Material supplied:
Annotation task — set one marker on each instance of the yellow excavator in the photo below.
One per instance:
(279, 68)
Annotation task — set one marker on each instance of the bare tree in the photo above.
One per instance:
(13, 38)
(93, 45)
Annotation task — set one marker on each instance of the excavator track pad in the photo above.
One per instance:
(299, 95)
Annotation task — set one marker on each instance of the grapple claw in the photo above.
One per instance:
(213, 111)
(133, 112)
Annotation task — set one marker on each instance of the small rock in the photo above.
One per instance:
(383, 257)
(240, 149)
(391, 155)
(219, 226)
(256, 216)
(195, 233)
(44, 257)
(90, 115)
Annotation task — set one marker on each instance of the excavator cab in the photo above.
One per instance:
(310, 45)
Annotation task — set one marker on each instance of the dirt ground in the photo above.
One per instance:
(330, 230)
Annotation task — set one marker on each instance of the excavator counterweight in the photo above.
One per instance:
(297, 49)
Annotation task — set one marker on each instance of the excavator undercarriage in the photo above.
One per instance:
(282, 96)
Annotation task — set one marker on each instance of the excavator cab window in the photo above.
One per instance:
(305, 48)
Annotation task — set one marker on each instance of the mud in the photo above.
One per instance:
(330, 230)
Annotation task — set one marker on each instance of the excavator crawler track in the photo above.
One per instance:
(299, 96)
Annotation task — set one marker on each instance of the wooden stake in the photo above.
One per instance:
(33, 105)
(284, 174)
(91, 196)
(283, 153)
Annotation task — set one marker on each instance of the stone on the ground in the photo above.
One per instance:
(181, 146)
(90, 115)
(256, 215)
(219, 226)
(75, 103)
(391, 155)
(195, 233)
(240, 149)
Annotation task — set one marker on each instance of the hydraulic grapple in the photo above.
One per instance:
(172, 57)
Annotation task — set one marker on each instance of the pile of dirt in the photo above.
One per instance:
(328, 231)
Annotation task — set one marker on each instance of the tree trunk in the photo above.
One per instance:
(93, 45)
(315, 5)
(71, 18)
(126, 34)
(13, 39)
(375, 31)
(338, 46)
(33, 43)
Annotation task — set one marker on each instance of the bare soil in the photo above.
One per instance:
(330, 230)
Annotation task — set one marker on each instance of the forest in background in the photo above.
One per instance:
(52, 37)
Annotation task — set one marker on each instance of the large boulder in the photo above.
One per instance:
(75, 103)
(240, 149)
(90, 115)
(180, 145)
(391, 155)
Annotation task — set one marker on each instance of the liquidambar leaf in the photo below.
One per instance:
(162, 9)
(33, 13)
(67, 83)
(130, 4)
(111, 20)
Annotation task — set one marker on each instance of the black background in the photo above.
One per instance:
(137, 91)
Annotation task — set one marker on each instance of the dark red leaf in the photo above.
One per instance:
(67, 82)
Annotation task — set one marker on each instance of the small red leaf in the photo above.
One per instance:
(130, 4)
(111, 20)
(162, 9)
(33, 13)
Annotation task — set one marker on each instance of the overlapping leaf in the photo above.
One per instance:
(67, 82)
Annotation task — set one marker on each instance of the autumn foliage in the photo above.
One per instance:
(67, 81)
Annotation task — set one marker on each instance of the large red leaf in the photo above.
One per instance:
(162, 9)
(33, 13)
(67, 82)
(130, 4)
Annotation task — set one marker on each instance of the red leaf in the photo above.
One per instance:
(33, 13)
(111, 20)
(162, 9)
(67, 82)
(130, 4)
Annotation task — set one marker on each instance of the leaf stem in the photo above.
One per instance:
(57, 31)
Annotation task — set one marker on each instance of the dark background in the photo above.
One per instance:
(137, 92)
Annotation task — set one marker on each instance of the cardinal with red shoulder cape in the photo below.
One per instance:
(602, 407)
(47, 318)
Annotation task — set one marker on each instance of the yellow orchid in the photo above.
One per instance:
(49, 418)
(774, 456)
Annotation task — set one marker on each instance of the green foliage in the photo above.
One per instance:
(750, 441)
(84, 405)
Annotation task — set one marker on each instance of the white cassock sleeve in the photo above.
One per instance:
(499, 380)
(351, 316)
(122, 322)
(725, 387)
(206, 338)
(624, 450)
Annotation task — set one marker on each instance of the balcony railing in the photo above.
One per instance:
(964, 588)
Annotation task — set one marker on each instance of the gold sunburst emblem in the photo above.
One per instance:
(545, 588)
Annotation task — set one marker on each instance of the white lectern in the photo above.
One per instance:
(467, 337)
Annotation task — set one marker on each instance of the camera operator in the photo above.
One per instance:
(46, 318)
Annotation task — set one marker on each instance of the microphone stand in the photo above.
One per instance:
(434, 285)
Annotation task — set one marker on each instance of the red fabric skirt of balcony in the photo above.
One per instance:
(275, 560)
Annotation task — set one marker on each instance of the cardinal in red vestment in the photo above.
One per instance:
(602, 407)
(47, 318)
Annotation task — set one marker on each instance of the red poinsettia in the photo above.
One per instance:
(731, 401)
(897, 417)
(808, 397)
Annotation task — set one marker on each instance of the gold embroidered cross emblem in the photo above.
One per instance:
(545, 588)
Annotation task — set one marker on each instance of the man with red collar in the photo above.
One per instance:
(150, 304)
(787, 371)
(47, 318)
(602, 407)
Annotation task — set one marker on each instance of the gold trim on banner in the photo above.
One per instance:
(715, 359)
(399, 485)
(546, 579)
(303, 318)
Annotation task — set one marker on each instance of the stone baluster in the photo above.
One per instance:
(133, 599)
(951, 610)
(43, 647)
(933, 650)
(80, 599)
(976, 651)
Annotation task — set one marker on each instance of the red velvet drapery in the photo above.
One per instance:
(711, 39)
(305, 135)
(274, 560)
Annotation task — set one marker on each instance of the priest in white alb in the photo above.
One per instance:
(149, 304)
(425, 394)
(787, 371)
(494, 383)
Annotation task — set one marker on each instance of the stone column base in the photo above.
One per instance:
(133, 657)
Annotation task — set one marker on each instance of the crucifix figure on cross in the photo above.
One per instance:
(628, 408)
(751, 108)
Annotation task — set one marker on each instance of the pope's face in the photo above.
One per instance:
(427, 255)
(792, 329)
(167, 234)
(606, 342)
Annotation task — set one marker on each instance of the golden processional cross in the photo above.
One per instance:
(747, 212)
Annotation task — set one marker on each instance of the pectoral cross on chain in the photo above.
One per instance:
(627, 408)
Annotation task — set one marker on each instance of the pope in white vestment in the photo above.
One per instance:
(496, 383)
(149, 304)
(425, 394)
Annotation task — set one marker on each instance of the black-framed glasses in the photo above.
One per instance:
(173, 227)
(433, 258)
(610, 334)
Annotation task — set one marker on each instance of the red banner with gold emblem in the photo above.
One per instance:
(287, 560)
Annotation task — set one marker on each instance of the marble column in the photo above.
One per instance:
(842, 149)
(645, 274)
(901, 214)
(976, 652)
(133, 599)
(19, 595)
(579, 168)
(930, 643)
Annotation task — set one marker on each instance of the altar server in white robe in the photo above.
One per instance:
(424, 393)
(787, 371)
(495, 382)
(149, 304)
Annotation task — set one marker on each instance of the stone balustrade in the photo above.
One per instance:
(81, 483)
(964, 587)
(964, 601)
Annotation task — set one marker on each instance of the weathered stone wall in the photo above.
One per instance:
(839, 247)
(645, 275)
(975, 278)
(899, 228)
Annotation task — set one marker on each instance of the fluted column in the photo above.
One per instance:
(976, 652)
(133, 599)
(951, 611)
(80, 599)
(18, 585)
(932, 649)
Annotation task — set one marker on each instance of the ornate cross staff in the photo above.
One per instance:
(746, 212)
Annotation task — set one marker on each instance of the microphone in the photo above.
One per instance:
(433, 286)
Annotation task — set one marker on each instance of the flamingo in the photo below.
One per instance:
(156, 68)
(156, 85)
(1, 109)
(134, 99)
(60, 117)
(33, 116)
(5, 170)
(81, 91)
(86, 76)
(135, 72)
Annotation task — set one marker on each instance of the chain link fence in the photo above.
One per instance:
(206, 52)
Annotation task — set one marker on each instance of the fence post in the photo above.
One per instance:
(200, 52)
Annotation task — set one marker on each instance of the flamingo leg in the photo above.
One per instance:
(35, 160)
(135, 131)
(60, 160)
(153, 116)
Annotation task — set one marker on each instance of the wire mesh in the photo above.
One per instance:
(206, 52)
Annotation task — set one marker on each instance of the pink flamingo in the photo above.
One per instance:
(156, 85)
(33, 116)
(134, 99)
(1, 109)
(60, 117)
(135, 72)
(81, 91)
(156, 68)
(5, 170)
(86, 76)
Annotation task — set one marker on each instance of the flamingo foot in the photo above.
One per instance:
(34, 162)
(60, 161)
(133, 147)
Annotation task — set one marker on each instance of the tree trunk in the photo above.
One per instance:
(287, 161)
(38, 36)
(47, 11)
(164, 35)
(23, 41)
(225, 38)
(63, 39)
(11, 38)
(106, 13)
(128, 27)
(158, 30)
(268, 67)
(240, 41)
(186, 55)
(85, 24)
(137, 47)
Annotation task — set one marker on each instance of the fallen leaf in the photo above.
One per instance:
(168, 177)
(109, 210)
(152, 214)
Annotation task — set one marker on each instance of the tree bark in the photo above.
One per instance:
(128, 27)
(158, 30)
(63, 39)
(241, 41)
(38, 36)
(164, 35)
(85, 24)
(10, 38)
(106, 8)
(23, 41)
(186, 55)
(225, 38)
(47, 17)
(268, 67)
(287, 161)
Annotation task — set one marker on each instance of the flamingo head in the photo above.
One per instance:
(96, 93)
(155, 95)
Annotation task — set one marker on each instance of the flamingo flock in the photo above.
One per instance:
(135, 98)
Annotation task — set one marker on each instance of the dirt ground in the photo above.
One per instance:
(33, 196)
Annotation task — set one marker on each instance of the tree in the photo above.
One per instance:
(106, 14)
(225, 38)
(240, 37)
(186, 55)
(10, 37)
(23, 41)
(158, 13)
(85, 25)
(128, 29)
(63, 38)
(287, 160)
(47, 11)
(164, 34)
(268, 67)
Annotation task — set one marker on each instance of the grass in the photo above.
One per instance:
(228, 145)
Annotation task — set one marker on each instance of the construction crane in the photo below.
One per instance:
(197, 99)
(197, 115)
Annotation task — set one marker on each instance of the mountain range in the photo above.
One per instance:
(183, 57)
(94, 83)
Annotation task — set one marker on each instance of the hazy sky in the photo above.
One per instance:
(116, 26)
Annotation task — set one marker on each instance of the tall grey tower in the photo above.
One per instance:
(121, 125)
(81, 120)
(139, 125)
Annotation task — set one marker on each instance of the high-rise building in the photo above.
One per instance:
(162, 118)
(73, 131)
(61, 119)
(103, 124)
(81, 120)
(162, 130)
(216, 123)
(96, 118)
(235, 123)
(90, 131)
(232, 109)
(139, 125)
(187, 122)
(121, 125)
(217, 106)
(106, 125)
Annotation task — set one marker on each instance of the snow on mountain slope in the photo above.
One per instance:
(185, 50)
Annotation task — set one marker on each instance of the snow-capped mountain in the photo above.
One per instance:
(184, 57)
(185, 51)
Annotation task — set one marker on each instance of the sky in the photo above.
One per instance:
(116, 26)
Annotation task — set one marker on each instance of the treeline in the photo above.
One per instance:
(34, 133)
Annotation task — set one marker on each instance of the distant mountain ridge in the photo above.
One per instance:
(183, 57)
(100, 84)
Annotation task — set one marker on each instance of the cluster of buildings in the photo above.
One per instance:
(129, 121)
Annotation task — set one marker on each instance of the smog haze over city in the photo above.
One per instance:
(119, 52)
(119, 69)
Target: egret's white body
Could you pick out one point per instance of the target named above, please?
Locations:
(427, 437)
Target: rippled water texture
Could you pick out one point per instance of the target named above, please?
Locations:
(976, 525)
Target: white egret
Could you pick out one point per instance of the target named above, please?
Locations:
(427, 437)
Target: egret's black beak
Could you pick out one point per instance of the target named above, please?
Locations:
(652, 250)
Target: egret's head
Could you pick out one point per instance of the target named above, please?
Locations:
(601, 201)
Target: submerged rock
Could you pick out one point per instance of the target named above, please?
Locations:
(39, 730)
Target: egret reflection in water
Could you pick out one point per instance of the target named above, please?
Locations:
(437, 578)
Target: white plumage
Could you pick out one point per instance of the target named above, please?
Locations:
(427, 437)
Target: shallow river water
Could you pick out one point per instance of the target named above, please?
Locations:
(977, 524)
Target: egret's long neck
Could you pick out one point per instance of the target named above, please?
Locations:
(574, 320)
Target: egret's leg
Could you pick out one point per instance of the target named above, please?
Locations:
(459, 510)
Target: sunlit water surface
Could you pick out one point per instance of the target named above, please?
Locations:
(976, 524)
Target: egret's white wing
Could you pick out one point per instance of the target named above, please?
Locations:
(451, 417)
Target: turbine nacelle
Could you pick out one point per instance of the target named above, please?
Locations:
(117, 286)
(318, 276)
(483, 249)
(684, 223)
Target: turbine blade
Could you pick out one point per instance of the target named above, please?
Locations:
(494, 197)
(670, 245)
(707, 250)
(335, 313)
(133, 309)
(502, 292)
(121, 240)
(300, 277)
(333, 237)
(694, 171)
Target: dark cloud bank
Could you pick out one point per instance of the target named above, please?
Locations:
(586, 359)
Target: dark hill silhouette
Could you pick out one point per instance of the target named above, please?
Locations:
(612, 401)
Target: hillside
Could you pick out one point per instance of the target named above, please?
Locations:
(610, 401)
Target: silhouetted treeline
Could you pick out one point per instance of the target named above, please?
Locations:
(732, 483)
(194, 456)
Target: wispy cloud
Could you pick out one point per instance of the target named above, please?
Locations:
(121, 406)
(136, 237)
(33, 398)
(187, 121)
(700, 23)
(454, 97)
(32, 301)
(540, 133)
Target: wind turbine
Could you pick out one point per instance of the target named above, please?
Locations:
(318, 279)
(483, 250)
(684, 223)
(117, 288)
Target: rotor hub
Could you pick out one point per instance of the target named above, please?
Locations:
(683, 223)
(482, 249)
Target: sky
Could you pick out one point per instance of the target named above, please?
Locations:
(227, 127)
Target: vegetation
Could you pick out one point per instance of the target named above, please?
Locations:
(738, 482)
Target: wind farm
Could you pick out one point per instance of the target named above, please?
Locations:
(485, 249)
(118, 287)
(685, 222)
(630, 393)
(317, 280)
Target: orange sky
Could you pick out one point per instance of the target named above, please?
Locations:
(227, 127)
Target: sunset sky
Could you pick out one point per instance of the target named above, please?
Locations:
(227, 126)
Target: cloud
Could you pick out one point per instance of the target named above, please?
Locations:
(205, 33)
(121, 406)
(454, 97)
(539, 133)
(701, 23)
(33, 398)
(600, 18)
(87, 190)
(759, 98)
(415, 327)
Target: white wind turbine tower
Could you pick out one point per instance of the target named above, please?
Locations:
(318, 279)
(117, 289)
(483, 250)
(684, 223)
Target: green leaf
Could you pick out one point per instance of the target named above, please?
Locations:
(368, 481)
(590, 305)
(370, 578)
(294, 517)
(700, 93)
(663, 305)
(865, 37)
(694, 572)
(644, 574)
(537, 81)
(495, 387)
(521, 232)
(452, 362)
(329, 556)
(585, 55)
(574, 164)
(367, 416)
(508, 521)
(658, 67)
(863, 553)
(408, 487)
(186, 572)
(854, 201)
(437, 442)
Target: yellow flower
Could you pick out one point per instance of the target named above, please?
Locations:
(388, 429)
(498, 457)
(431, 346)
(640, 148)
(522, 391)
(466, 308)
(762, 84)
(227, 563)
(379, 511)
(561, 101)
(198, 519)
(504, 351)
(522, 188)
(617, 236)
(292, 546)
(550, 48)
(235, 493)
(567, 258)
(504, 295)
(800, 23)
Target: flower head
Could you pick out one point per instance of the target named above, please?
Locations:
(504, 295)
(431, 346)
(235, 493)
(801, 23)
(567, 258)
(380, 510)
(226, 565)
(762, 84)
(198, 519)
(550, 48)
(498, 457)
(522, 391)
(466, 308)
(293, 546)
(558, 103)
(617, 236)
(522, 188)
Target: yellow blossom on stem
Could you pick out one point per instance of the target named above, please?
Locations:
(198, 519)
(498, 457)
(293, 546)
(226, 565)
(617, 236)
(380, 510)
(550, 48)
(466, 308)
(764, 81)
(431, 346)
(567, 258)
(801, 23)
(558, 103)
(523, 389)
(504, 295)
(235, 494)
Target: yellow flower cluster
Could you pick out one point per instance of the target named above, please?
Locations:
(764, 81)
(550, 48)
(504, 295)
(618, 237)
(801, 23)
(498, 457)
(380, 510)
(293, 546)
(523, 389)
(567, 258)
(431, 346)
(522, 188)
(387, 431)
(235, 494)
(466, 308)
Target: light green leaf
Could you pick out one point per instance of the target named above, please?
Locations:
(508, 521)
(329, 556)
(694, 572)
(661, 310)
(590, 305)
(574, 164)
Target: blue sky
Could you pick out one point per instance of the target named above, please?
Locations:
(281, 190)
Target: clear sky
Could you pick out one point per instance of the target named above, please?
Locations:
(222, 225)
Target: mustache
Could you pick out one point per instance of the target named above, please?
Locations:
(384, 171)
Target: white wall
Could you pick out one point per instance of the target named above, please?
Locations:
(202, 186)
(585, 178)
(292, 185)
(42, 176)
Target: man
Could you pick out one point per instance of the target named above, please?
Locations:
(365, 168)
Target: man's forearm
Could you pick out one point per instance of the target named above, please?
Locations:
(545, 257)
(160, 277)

What to produce: Lines holding the word "banner" should be copied from the entries above.

Finished exercise:
Annotation task — set one marker on each instance of the gold trim on banner in the photo above.
Annotation task — set one marker on each instance of the red banner with gold emblem in the photo above.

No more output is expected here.